Arrange everything from the line containing "# Looking at the image above, find every windsock" down to the line containing "(300, 232), (379, 271)" as a numbered list, including both end lines and leaving out any blank lines.

--- START OF DATASET EXCERPTS ---

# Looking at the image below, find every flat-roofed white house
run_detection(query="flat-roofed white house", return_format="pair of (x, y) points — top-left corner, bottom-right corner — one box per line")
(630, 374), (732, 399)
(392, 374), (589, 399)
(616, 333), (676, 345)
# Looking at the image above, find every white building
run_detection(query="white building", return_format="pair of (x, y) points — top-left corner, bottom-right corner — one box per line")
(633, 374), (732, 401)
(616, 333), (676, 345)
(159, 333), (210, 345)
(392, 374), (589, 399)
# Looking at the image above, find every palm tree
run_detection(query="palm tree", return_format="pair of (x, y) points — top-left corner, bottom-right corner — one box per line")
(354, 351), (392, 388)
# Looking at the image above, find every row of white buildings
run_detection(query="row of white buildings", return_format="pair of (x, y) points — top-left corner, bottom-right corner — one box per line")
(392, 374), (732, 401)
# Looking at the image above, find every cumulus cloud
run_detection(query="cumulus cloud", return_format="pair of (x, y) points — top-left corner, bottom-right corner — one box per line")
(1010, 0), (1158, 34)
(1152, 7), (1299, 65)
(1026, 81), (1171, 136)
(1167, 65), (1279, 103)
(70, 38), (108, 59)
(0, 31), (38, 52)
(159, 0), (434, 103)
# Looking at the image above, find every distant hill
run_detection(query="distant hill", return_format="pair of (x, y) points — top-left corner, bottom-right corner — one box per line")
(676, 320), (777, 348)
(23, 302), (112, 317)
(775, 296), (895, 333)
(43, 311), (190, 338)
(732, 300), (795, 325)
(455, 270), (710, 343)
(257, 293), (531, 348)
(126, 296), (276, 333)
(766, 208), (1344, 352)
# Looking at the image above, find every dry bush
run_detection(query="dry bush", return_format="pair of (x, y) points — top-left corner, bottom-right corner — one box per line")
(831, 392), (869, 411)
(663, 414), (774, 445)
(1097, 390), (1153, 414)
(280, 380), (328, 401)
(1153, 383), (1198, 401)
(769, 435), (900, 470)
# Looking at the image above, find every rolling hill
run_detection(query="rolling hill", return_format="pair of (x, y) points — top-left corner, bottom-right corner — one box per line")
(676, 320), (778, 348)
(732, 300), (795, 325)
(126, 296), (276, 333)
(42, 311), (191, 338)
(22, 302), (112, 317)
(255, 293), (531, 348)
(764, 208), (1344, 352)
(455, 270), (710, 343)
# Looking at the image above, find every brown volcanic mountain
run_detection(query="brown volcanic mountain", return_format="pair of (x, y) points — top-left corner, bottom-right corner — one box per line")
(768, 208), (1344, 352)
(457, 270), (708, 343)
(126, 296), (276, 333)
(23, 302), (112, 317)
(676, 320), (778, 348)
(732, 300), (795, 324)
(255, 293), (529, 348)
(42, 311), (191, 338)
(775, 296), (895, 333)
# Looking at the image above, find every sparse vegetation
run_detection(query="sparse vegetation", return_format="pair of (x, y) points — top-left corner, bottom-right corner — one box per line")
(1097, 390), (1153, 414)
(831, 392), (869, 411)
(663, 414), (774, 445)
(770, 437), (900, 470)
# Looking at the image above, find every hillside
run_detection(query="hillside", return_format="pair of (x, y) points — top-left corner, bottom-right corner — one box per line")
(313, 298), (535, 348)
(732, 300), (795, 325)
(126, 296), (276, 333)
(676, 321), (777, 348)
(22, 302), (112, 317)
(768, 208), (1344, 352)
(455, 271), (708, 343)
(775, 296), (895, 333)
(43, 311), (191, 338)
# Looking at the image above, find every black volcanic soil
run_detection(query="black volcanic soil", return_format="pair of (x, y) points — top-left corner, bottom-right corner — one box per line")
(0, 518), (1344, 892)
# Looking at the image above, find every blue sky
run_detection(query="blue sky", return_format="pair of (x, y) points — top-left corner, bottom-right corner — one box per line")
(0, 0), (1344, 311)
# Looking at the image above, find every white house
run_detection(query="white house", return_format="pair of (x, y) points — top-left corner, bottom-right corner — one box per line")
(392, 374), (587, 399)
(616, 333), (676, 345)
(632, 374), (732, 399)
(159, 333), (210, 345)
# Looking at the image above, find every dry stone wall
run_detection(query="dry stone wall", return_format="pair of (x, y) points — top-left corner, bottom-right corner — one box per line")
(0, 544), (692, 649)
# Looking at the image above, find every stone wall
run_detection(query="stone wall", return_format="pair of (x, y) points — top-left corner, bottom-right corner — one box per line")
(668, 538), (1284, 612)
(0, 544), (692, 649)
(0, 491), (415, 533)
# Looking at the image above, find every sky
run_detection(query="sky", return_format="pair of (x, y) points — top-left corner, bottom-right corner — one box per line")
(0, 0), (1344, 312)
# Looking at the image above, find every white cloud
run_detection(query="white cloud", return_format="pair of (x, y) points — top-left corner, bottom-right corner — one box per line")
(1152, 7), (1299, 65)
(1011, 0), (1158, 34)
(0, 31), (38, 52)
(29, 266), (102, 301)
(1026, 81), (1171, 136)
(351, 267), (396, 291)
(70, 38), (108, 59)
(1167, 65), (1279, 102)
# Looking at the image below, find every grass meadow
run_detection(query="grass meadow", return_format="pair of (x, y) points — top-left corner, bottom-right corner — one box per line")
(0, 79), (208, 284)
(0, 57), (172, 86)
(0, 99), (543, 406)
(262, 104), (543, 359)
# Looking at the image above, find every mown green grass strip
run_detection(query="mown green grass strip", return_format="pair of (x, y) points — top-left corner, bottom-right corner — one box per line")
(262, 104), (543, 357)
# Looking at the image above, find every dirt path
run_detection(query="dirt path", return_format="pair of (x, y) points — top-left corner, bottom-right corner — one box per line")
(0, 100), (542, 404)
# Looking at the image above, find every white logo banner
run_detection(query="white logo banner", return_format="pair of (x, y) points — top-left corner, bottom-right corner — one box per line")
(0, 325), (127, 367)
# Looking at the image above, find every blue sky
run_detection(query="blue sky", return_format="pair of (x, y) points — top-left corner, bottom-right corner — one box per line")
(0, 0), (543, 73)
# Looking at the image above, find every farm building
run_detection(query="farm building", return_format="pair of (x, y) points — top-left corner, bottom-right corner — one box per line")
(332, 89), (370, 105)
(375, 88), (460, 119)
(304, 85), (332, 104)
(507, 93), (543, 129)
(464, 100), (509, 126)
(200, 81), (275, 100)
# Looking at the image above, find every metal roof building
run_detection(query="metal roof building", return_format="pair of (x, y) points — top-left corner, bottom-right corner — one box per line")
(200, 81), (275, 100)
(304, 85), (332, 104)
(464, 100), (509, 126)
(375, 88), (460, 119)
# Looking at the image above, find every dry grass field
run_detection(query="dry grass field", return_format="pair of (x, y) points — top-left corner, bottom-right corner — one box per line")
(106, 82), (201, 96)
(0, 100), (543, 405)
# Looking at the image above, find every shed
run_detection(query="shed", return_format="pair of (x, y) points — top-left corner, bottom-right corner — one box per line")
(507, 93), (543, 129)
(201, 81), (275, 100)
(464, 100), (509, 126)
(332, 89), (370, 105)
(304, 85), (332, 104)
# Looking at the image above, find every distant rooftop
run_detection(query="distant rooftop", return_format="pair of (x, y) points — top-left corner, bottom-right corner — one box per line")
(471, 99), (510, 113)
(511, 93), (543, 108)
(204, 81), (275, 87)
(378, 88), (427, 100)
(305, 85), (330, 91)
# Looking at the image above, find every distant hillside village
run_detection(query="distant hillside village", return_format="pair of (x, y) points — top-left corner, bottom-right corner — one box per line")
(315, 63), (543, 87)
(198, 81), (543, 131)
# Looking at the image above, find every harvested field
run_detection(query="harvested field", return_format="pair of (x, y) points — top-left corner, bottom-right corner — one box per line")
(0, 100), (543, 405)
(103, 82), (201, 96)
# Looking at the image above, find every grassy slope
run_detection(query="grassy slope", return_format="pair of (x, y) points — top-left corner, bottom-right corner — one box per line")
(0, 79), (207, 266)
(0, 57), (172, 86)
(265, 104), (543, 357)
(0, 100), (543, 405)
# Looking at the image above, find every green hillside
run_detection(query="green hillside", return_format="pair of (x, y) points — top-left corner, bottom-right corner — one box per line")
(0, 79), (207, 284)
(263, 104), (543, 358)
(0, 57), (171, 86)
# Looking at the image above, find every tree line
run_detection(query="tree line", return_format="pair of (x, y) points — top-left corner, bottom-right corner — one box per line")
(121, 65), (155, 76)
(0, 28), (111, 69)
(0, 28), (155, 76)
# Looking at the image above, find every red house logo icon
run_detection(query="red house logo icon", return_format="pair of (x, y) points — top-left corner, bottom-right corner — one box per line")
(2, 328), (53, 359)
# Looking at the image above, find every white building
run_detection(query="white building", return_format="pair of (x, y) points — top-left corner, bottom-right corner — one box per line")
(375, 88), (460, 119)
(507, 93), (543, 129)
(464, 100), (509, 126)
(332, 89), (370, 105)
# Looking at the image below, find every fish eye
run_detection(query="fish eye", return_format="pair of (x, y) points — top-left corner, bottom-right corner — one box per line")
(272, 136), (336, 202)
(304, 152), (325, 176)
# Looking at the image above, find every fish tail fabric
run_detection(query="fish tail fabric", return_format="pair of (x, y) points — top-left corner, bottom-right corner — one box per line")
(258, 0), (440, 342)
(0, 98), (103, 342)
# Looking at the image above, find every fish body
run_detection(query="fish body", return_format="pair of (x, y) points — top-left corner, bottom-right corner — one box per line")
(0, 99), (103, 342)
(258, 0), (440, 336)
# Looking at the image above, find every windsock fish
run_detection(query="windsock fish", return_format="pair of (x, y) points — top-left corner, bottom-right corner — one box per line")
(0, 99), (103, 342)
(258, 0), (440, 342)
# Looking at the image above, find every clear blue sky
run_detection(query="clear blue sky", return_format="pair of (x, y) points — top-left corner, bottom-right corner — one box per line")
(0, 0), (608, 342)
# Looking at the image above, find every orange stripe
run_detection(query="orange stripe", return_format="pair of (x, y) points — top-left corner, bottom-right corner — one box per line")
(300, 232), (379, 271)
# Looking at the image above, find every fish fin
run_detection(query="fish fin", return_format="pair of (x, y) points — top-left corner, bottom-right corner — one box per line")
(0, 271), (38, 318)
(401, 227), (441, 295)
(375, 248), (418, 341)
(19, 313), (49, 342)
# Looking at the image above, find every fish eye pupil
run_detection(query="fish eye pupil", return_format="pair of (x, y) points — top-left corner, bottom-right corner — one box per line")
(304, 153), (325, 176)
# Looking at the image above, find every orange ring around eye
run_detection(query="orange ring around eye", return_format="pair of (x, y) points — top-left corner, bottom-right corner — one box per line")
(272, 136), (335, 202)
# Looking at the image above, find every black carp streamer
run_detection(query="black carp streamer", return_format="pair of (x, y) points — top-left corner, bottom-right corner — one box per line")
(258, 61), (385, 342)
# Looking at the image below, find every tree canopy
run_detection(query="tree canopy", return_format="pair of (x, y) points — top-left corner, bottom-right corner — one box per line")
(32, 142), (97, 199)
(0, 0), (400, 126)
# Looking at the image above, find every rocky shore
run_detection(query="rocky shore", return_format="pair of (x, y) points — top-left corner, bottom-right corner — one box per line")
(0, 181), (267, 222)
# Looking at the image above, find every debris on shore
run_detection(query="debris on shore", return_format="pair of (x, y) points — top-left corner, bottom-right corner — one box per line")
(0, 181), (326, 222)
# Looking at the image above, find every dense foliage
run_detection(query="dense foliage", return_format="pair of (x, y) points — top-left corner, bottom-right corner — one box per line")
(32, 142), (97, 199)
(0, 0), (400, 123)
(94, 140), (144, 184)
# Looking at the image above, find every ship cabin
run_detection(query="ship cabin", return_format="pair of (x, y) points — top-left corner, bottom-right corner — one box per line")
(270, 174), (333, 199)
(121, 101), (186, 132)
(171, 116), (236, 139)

--- END OF DATASET EXCERPTS ---

## RIGHT ANSWER
1. # Looking at the image above, find every windsock fish
2. run_detection(query="windsock fish", return_format="pair of (x, y) points — top-left corner, bottom-right corner — one box per line")
3. (0, 99), (103, 342)
4. (258, 0), (440, 342)
5. # Looking at the image above, find every clear blue sky
6. run_detection(query="clear blue sky", return_format="pair of (x, y) points — top-left corner, bottom-right corner — one box per line")
7. (0, 0), (608, 342)
8. # Looking at the image above, find every orange stripe
9. run_detection(query="orange stripe", return_format="pair of (x, y) points — top-left corner, bottom-right corner — one box per line")
10. (300, 232), (379, 271)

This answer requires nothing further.